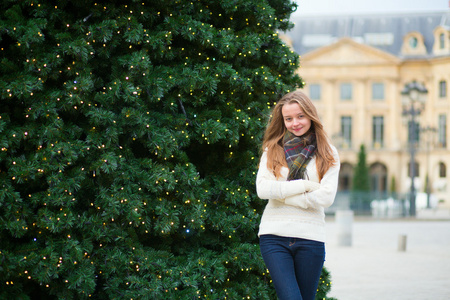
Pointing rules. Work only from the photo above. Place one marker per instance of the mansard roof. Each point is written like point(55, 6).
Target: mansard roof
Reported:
point(382, 31)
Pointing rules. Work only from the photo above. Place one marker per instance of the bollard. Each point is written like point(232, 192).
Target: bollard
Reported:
point(402, 242)
point(344, 222)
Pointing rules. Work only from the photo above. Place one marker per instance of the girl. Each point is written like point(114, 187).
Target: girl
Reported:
point(298, 174)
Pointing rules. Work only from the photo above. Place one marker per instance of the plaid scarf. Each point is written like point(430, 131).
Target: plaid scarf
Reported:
point(298, 150)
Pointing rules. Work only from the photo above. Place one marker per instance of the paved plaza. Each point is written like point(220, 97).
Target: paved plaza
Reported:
point(374, 268)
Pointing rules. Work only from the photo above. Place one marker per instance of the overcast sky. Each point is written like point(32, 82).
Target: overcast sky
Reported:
point(333, 7)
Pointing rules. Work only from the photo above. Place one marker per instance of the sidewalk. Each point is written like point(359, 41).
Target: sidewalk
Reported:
point(373, 268)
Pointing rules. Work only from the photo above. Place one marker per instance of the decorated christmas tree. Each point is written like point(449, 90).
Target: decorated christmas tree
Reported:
point(129, 144)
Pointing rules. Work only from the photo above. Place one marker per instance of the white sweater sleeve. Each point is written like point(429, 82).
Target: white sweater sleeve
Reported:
point(268, 187)
point(323, 196)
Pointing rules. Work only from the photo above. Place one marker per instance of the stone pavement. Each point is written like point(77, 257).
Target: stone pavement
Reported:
point(374, 268)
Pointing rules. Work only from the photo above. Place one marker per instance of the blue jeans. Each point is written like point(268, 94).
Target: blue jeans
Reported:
point(294, 264)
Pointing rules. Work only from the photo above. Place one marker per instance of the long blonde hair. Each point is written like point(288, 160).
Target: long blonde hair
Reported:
point(275, 131)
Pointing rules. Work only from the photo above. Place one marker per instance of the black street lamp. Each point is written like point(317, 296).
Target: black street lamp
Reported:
point(413, 101)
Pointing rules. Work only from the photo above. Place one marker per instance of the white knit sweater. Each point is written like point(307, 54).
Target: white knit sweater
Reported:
point(292, 211)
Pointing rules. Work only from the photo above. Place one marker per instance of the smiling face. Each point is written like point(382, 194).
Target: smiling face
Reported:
point(295, 120)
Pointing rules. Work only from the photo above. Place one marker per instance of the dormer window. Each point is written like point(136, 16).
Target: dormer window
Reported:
point(413, 44)
point(441, 40)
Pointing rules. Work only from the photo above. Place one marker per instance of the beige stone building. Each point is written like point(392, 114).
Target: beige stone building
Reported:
point(355, 68)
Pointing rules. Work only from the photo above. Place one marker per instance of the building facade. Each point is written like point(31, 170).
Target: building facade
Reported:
point(355, 68)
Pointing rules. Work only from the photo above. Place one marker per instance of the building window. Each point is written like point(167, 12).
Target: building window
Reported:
point(378, 131)
point(315, 92)
point(346, 91)
point(346, 131)
point(416, 169)
point(442, 89)
point(377, 91)
point(442, 131)
point(442, 170)
point(413, 42)
point(413, 129)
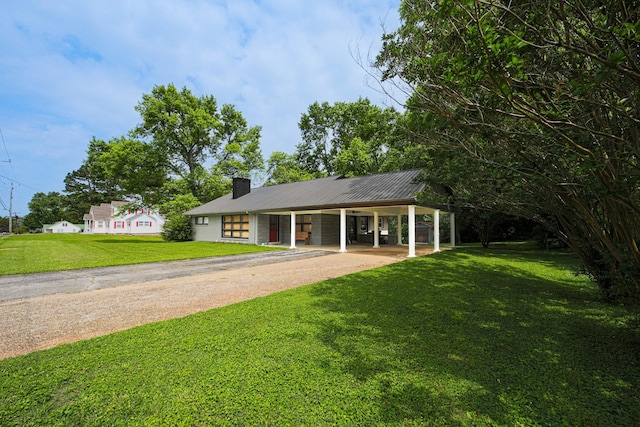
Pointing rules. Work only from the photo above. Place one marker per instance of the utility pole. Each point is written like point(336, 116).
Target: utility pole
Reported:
point(11, 196)
point(10, 208)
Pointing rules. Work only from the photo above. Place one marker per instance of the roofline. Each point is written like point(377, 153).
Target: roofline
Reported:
point(381, 204)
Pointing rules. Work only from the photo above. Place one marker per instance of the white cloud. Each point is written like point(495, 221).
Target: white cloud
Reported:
point(75, 69)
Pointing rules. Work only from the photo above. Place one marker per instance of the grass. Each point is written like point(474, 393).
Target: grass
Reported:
point(37, 253)
point(504, 337)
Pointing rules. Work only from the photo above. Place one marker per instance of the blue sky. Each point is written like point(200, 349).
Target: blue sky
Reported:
point(74, 69)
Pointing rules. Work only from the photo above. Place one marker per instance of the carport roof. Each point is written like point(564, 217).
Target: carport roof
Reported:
point(387, 189)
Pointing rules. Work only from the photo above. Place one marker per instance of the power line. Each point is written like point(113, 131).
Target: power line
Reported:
point(8, 156)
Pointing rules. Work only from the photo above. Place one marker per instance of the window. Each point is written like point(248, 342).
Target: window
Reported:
point(202, 220)
point(303, 223)
point(235, 226)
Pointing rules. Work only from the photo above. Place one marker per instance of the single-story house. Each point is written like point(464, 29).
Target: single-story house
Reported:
point(325, 212)
point(111, 218)
point(62, 227)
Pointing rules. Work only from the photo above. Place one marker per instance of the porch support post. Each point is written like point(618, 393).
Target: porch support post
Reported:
point(452, 229)
point(293, 230)
point(436, 230)
point(376, 234)
point(343, 230)
point(412, 231)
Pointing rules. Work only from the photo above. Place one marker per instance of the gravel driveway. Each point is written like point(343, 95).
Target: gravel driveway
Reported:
point(45, 310)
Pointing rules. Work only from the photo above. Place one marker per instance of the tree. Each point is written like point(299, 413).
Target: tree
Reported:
point(89, 184)
point(190, 131)
point(542, 98)
point(178, 227)
point(283, 168)
point(119, 169)
point(46, 209)
point(346, 138)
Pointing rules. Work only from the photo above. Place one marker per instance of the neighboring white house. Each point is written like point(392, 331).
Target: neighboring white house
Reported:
point(110, 218)
point(62, 227)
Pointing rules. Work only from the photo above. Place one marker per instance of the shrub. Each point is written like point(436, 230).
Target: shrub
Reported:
point(178, 228)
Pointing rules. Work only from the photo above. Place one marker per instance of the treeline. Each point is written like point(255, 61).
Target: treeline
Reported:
point(528, 110)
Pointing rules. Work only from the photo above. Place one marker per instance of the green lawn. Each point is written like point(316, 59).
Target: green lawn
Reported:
point(36, 253)
point(504, 337)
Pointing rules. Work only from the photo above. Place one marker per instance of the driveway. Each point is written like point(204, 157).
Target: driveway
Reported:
point(63, 282)
point(45, 310)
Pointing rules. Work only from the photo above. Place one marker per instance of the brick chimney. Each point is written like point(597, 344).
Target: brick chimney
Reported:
point(241, 186)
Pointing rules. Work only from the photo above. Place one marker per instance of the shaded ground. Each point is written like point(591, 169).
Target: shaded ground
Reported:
point(57, 308)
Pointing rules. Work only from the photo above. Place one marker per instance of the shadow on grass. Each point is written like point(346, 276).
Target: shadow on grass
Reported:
point(472, 336)
point(130, 241)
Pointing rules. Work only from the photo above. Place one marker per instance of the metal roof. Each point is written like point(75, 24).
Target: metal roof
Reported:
point(387, 189)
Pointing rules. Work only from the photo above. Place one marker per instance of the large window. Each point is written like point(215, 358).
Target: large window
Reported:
point(303, 223)
point(202, 220)
point(235, 226)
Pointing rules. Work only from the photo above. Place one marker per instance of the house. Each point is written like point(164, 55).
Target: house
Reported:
point(62, 227)
point(325, 212)
point(111, 218)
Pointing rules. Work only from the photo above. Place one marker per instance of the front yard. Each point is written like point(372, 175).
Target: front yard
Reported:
point(504, 337)
point(56, 252)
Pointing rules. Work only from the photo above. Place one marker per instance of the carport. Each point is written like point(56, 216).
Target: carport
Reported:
point(272, 214)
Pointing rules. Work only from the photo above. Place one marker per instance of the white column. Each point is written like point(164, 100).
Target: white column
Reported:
point(436, 230)
point(343, 230)
point(412, 231)
point(293, 231)
point(452, 229)
point(376, 233)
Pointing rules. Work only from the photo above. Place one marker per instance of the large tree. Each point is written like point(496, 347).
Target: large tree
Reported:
point(121, 168)
point(346, 138)
point(540, 100)
point(46, 209)
point(193, 135)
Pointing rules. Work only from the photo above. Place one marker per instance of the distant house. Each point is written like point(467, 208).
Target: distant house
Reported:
point(111, 218)
point(325, 212)
point(63, 227)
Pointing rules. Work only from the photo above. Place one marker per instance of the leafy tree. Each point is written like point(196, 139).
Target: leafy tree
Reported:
point(178, 227)
point(89, 184)
point(283, 168)
point(119, 169)
point(46, 209)
point(190, 131)
point(345, 138)
point(540, 100)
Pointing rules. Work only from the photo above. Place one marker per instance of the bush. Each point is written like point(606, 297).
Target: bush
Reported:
point(178, 228)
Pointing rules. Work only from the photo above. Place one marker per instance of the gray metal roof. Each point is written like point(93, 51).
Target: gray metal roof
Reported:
point(388, 189)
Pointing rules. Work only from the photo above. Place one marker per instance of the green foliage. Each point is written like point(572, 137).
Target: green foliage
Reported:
point(177, 229)
point(470, 337)
point(189, 132)
point(526, 107)
point(37, 253)
point(46, 209)
point(119, 169)
point(346, 138)
point(283, 168)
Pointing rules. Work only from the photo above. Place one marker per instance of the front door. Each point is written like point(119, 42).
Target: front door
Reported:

☆ ☆ ☆

### Work required
Extract verbatim the lines of the records between the line holding "like point(204, 157)." and the line holding "point(56, 252)", inclusive.

### Exercise response
Pointing rules. Work only from the photo above. Place one marker per instance of the driveway. Each point is written like point(204, 157).
Target: driveway
Reported:
point(63, 282)
point(45, 310)
Pointing rules. Work only from the photo above. Place one marker per instance of the brick chimney. Each point is written like point(597, 344).
Target: brick chimney
Reported:
point(241, 186)
Pointing rules. Work only from the photo above. Place one marker per instance of the shaded ground. Each point is written like point(591, 169).
Target: shaded ground
Reported:
point(57, 308)
Pointing rules. Work only from the photo above. Place one marker per instance of the shadow on grass. Each point is written like point(346, 276).
Target: shadow on grass
Reported:
point(472, 336)
point(130, 241)
Pointing rules. Work only from the photo above. Place one marker per instance of the metal roof. Each point is written like point(75, 24).
Target: metal roof
Reported:
point(387, 189)
Pointing rules. Work only from the photo above. Place one marker per instance of the large window. Each point is written like point(215, 358).
Target: large window
Reported:
point(303, 223)
point(202, 220)
point(235, 226)
Pointing rules. Work only from the photo above. Place one marker per instance of the house. Each point is written like point(164, 55).
Target: house
Reported:
point(62, 227)
point(325, 212)
point(111, 218)
Pointing rules. Work only from the photo above. Place one marker per instance of the front yard. Each point is written like point(372, 175).
Target: front yard
Reported:
point(504, 337)
point(56, 252)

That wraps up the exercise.